**Directions for this task**
Continue the code review of the cross-translation-unit library from the point where it stops.

I have some high-level questions about the design of the library:

  1. How do you intend to handle the case when there are multiple function definitions with the same USR? Whose responsibility it is to deal with this: the client (for example, the static analyzer) or the index/database (libCrossTU)? This seems to me to be a fundamental part of the design for this feature that is missing. If you expect the client to handle this scenario (for example, to pick a definition) I would expect the library API to return more than a single potential result for a query. If you expect the the library to pick a definition then at a minimum you should document how this will be done. If the library will treat this as an error then you should communicate this to the client so it can attempt to recover from it.
  1. Whose responsibility is it to handle errors that the library runs into? Right now several errors appear to reported to the end user as diagnostics. It seems to me that the decision of how (or whether) to report these errors to the end user should be up to a particular client. Are these errors even actionable on the part of end users? My sense it that with the envisioned workflow users would not know/care about the format of the database file.
  1. Where should the code that understands the database file format live? Right now the logic for the parsing of the index format is in libCrossTU and the emission of the index is in the command-line tool. I think it would be easier to maintain if there were a single place that understand the file format. This way consumers and emitters of the index could be easily updated when the format/representation changes. Additionally, I think it is important to document this format.
include/clang/Basic/DiagnosticCrossTUKinds.td
13 ↗(On Diff #110559)

Is this a user-facing diagnostic? Do we expect users to know what 'CrossTU' means? Or what 'USR' means?

include/clang/CrossTU/CrossTranslationUnit.h
60 ↗(On Diff #110559)

Can this document what happens when the function declaration cannot be found? And what happens when multiple function declarations are found?

lib/CrossTU/CrossTranslationUnit.cpp
48 ↗(On Diff #110559)

Should this assert that DC is not null? What is the reason to accept null here?

81 ↗(On Diff #110559)

What is the rationale behind emitting this as a diagnostic? In general for a library I would expect that errors would be communicated to the client, which then would have responsibility for handling them, reporting them to the user, or aborting.

92 ↗(On Diff #110559)

It looks like this is parsing. Is the file format documented anywhere? Also, it would be good to keep the parsing and generation code in the same place so that it is easy to figure out what to update when the file format changes.

tools/clang-func-mapping/ClangFnMapGen.cpp
86 ↗(On Diff #110559)

It seems like the functionality that writes an entry and the functionality that reads an entry should ideally be in the same place. This way when the format is updated it is obvious what other places need to be updated. Can the code that writes a mapping be moved to libCrossTU and can we have this tool link against it?

Except for some drive-by nits, this is a high-level review.

I have some high-level questions about the design of the library:

  1. How do you intend to handle the case when there are multiple function definitions with the same USR? Whose responsibility it is to deal with this: the client (for example, the static analyzer) or the index/database (libCrossTU)? This seems to me to be a fundamental part of the design for this feature that is missing. If you expect the client to handle this scenario (for example, to pick a definition) I would expect the library API to return more than a single potential result for a query. If you expect the the library to pick a definition then at a minimum you should document how this will be done. If the library will treat this as an error then you should communicate this to the client so it can attempt to recover from it.

**Supplied records**
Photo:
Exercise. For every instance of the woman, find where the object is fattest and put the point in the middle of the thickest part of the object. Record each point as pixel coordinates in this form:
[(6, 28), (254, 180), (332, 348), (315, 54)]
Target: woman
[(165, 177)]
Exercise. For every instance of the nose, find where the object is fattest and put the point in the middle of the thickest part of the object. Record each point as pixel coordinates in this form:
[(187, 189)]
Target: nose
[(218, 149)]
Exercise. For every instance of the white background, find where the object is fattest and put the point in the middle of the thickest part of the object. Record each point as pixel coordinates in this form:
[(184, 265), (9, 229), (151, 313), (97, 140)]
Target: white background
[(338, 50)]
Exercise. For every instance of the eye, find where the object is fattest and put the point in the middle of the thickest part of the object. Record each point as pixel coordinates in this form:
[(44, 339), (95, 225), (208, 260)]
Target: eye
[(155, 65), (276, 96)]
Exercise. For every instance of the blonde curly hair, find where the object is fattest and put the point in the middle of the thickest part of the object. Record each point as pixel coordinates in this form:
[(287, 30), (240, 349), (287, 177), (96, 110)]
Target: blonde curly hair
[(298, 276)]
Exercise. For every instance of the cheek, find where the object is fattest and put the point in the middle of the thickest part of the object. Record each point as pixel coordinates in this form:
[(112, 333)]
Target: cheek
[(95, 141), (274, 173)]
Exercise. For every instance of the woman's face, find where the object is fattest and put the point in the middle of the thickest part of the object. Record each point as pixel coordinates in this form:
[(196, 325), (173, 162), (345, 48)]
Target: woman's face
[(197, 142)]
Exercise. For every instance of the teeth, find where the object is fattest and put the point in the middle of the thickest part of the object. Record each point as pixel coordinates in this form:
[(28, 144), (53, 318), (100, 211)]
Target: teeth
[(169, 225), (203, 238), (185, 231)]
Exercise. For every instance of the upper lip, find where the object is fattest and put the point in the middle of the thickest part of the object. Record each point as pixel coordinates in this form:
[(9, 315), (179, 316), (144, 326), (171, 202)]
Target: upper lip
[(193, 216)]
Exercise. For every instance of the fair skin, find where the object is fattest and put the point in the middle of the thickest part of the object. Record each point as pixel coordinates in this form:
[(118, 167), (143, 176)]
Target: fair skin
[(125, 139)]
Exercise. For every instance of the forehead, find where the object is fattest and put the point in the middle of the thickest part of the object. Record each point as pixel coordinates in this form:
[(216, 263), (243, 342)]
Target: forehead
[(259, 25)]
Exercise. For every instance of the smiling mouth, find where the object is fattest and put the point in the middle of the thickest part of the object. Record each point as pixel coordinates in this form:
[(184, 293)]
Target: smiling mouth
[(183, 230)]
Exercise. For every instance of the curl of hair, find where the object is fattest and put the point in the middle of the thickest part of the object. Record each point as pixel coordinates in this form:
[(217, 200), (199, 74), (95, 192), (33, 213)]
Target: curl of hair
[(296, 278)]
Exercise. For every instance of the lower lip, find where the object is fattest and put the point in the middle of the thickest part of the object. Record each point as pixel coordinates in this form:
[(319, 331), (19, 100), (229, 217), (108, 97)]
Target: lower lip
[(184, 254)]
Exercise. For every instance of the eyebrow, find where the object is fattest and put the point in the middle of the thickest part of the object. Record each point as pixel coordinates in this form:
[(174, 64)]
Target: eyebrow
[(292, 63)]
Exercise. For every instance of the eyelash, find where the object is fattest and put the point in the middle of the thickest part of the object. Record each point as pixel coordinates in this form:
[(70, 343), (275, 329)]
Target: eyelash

**Answer section**
Right now we rely on the script that is using the analyzer such as scan-build-py or codechecker to remove the duplicate USRs from the index before starting the analysis. Having an ErrorOr return type so the user can handle the case when multiple definitions or none of them is found could be useful. It is not feasible to return multiple definitions, however. The importing alters the ASTContext, so the only way to choose between the definitions would be via a callback that is triggered before the import is done. What do you think?

  1. Whose responsibility is it to handle errors that the library runs into? Right now several errors appear to reported to the end user as diagnostics. It seems to me that the decision of how (or whether) to report these errors to the end user should be up to a particular client. Are these errors even actionable on the part of end users? My sense it that with the envisioned workflow users would not know/care about the format of the database file.

The intention was that to report to the user that the index format is invalid, since it is a configuration issue that she might be able to handle. But we could also return an error code and leave the reporting to the client. The reason we introduced the diagnostic is that we assumed that the client can not recover from a configuration error and will end up reporting the problem to the user.

  1. Where should the code that understands the database file format live? Right now the logic for the parsing of the index format is in libCrossTU and the emission of the index is in the command-line tool. I think it would be easier to maintain if there were a single place that understand the file format. This way consumers and emitters of the index could be easily updated when the format/representation changes. Additionally, I think it is important to document this format.

This is a very good point! I will update the library.

include/clang/Basic/DiagnosticCrossTUKinds.td
13 ↗(On Diff #110559)

It is. Do you have any alternative suggestion? What about error parsing index file without mentioning any of the terms you mentioned?

include/clang/CrossTU/CrossTranslationUnit.h
60 ↗(On Diff #110559)

Sure. Good point.

lib/CrossTU/CrossTranslationUnit.cpp
48 ↗(On Diff #110559)

Indeed, an assert should be better.

81 ↗(On Diff #110559)

Since this is likely to be a configuration error we were thinking that only the user can handle it. But I could transform this to an error code if you would prefer that solution.

92 ↗(On Diff #110559)

Good point!

tools/clang-func-mapping/ClangFnMapGen.cpp
86 ↗(On Diff #110559)

Sure, good point!

xazax.hun updated this revision to Diff 113088.Aug 29 2017, 7:03 AM
xazax.hun marked 2 inline comments as done.
  • Updates according to review comments.

The importing alters the ASTContext, so the only way to choose between the definitions would be via a callback that is triggered before the import is done. What do you think?

I think that could work. Another possibility would be to have a two step process. The first step would return a representation of possible definitions to import; then the client would chose which one to important and call another API to perform the actual import.

In either case, the important scenario I think we should support is choosing at a call site to a C function the most likely definition of the called function, based on number and type of parameters, from multiple possible definitions in other translation units. If the API is rich enough to support this then I think that is a good indication it will be useful for other scenarios as well.

The reason we introduced the diagnostic is that we assumed that the client can not recover from a configuration error and will end up reporting the problem to the user.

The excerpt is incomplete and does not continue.